[Records from a dataset]
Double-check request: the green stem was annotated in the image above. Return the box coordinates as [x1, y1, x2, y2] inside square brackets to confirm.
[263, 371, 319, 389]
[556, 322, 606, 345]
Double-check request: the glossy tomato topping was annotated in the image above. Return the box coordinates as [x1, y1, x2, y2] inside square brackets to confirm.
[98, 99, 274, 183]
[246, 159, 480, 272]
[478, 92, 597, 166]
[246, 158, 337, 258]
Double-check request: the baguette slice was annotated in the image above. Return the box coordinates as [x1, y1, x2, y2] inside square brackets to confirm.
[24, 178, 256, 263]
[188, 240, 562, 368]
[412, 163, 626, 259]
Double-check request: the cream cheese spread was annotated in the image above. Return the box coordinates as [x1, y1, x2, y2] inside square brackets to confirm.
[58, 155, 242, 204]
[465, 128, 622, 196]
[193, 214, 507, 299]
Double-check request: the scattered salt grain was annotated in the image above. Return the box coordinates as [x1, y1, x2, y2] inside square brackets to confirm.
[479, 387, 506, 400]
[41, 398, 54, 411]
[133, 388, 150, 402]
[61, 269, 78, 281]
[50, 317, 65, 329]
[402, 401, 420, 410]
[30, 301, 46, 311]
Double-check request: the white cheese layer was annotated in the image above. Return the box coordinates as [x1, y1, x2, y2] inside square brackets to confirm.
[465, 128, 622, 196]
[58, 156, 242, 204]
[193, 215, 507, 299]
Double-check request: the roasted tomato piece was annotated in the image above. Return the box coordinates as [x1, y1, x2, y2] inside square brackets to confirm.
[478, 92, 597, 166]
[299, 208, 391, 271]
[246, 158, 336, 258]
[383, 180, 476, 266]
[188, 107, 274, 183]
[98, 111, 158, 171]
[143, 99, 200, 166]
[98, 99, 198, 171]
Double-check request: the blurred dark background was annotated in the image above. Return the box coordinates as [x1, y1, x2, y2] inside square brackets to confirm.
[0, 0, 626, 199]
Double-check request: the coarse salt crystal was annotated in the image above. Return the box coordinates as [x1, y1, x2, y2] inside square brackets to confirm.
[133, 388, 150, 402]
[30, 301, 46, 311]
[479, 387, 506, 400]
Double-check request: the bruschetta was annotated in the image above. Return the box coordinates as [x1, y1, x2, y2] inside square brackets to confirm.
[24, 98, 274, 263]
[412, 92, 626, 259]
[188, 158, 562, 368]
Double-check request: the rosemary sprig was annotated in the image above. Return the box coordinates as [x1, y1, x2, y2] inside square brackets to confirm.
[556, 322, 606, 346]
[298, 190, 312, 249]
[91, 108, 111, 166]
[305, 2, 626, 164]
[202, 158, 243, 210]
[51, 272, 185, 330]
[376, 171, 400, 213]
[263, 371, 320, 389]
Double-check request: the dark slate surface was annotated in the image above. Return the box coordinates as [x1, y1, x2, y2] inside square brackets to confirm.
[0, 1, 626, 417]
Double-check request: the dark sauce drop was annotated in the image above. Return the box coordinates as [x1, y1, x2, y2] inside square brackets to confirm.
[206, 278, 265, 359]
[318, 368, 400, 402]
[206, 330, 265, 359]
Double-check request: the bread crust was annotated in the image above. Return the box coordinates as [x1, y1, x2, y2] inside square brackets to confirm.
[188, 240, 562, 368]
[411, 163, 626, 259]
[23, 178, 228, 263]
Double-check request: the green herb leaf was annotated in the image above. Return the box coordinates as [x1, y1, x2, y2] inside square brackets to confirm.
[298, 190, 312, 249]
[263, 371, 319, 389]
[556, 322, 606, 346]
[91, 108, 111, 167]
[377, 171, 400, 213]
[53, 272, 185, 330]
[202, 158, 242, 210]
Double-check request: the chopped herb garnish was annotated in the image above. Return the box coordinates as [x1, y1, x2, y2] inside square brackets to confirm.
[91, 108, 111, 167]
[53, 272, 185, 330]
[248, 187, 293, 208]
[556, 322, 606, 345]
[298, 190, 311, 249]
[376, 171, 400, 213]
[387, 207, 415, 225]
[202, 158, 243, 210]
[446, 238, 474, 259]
* * *
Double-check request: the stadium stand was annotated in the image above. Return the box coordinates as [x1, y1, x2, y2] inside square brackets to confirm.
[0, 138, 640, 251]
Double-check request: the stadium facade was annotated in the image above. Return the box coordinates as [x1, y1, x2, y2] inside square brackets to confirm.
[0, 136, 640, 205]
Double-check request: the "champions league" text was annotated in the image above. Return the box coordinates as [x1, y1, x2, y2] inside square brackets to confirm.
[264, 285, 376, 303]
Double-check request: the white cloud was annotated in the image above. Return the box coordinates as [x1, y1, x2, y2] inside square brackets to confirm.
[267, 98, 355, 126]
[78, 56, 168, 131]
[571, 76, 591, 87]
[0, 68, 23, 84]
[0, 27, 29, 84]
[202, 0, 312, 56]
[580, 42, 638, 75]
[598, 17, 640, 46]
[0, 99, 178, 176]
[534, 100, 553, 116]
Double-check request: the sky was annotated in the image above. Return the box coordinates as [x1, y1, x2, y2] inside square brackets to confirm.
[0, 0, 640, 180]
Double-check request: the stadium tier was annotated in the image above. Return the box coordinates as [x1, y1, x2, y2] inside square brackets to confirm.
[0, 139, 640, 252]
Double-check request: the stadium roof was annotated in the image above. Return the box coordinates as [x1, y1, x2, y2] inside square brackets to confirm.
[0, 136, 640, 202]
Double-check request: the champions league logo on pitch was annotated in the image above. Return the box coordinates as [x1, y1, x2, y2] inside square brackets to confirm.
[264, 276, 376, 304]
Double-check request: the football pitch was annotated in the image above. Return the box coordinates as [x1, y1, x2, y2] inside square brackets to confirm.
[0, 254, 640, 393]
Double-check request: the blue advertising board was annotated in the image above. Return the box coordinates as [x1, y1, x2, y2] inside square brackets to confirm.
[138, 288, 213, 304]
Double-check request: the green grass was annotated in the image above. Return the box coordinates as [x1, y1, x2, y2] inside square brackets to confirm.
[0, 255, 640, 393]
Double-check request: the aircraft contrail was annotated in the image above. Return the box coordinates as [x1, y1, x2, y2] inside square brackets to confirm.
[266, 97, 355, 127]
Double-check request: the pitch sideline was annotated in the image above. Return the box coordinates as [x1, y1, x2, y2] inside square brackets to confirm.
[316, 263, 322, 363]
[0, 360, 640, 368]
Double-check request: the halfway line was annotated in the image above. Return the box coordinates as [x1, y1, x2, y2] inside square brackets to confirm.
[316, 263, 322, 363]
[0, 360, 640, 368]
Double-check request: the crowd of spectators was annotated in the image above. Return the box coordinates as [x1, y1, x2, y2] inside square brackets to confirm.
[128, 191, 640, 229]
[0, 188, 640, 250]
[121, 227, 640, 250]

## Brief
Report every line of the material above that contains the word "cheese". Copy each of those lines in full.

## Expected answer
Double-check request: the cream cheese spread was annotated in the image above. Return the box coordinates as [x1, y1, x2, y2] inside square brackets to confirm.
Double-check request: the white cheese layer was annotated in the image above. Return the box coordinates as [x1, y1, x2, y2] inside square brackets to confirm.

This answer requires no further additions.